Dataset rows on object locations
+===+
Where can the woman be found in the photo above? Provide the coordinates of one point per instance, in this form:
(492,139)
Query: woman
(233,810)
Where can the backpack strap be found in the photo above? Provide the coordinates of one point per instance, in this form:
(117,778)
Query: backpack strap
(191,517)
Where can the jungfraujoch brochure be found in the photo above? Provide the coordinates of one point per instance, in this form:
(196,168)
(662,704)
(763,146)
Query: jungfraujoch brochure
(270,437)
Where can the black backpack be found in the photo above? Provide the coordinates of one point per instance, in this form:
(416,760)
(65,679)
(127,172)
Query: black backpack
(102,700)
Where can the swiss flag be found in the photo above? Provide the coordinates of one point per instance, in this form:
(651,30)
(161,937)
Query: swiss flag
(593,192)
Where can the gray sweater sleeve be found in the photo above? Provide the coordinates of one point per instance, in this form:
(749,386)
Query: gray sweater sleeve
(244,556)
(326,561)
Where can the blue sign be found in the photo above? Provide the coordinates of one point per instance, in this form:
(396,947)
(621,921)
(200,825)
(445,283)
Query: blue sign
+===+
**Stated problem:**
Please repeat all of the rows above word for word, in the same order and without any changes.

**Output below:**
Where can the woman be found in the photo above? Provide the coordinates of one point per instance, in this form:
(492,139)
Query: woman
(233,810)
Where can the backpack strap be found in the photo above? Provide the coordinates of one point per instance, in this form:
(117,778)
Query: backpack strap
(191,517)
Where can the jungfraujoch brochure be found in the photo above? Provide the coordinates of one point per instance, in this form:
(196,168)
(662,704)
(763,146)
Query: jungfraujoch brochure
(270,437)
Where can the black backpack be found in the photo above? Provide the coordinates of one point per instance, in this form:
(416,760)
(65,679)
(127,172)
Query: black backpack
(102,700)
Where can the swiss flag be found in the photo above? Provide the coordinates of one point per instance, in this form:
(651,30)
(161,937)
Query: swiss flag
(593,192)
Where can the gray sweater sleeve be found in the photo above? Provide the coordinates of one point per instance, in this form:
(749,386)
Query: gray sweater sleeve
(244,556)
(326,561)
Where can the blue sign be found in the photo above? Provide the coordinates of one point per instance, in this form:
(396,947)
(621,921)
(200,825)
(445,283)
Query: blue sign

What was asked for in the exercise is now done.